EXCERPTED PASSAGE:
+ + + + + + +

[Vulkan] Use UDiv/UMod by constant tile size + minor transfer cleanup

Drivers compile that to a multiplication and a shift anyway.
2022-06-20 22:24:07 +03:00 · 2022-06-20 22:24:07 +03:00 · c6ec6d8239
parent 61c4c49d76
commit c6ec6d8239
1 changed files with 41 additions and 86 deletions
--- a/src/xenia/gpu/vulkan/vulkan_render_target_cache.cc
+++ b/src/xenia/gpu/vulkan/vulkan_render_target_cache.cc
@ -1606,7 +1606,7 @@ VkShaderModule VulkanRenderTargetCache::GetTransferShader(
    id_vector_temp.push_back(builder.makeRuntimeArray(type_uint));
    // Storage buffers have std430 packing, no padding to 4-component vectors.
    builder.addDecoration(id_vector_temp.back(), spv::DecorationArrayStride,
-                          sizeof(float));
+                          sizeof(uint32_t));
    spv::Id type_host_depth_source_buffer =
        builder.makeStructType(id_vector_temp, "XeTransferHostDepthBuffer");
    builder.addMemberName(type_host_depth_source_buffer, 0, "host_depth");
@ -1754,12 +1754,19 @@ VkShaderModule VulkanRenderTargetCache::GetTransferShader(
  // Working with unsigned numbers for simplicity now, bitcasting to signed will
  // be done at texture fetch.

-  uint32_t tile_width_samples_scaled =
+  uint32_t tile_width_samples =
      xenos::kEdramTileWidthSamples * draw_resolution_scale_x();
-  uint32_t tile_height_samples_scaled =
+  uint32_t tile_height_samples =
      xenos::kEdramTileHeightSamples * draw_resolution_scale_y();

-  // Convert the fragment coordinates to uint2.

+ + + + + + +

(Records)
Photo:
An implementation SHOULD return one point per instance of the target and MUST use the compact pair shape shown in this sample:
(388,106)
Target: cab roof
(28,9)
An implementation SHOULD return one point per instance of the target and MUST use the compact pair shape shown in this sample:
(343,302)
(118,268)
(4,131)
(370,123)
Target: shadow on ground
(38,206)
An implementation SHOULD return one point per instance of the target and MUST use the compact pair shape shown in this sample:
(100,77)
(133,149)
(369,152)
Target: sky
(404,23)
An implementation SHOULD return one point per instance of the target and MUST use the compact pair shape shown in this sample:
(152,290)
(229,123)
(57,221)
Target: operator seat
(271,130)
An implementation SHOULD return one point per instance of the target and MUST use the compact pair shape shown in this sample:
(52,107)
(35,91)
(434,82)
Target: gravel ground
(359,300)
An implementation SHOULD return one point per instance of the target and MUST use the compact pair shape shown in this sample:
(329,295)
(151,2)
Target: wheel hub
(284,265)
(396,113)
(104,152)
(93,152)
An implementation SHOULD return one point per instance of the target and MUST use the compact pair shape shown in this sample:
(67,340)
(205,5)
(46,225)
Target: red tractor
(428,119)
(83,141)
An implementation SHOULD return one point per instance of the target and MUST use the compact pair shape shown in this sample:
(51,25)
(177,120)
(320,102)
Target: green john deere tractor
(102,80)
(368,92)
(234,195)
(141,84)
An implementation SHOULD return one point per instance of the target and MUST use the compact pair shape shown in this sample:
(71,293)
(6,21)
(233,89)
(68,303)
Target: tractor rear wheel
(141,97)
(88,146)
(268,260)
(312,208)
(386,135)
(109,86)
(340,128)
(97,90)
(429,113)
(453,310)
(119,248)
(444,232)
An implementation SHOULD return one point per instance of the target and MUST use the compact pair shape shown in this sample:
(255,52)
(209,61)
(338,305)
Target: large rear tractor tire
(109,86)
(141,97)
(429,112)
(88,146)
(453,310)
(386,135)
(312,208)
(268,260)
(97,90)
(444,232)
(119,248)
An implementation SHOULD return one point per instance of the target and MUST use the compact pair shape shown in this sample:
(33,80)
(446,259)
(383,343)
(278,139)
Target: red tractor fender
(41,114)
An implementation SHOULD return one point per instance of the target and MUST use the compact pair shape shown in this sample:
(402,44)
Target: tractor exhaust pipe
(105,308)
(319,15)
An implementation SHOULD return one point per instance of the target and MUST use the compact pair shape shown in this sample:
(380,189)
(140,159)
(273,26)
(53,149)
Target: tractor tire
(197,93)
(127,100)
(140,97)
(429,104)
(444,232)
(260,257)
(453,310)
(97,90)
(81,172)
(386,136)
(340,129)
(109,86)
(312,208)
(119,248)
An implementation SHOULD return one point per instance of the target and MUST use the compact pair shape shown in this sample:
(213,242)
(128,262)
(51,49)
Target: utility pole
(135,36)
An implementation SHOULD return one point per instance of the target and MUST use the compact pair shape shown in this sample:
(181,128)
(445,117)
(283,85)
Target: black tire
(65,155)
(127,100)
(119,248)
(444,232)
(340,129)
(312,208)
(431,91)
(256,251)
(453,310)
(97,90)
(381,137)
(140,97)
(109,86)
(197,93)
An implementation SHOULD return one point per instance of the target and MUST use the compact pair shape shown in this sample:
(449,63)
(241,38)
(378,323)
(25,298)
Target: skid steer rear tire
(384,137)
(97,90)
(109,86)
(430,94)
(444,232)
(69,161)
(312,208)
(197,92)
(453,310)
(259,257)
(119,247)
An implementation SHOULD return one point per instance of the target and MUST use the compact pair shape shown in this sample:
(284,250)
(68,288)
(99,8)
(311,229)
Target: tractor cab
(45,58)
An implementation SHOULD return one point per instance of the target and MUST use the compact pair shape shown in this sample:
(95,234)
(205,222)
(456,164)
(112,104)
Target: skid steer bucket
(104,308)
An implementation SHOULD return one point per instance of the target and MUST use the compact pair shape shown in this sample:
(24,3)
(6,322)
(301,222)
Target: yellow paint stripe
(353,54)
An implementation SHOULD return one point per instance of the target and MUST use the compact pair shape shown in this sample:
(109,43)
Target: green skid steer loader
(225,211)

+ + + + + + +

EXERCISE AIM:
Please reproduce the Vulkan commit diff word for word, everything from "Drivers compile that" down to "to 4-component vectors.".

OUTPUT FOR THIS EXERCISE:
Drivers compile that to a multiplication and a shift anyway.
2022-06-20 22:24:07 +03:00 · 2022-06-20 22:24:07 +03:00 · c6ec6d8239
parent 61c4c49d76
commit c6ec6d8239
1 changed files with 41 additions and 86 deletions
--- a/src/xenia/gpu/vulkan/vulkan_render_target_cache.cc
+++ b/src/xenia/gpu/vulkan/vulkan_render_target_cache.cc
@ -1606,7 +1606,7 @@ VkShaderModule VulkanRenderTargetCache::GetTransferShader(
    id_vector_temp.push_back(builder.makeRuntimeArray(type_uint));
    // Storage buffers have std430 packing, no padding to 4-component vectors.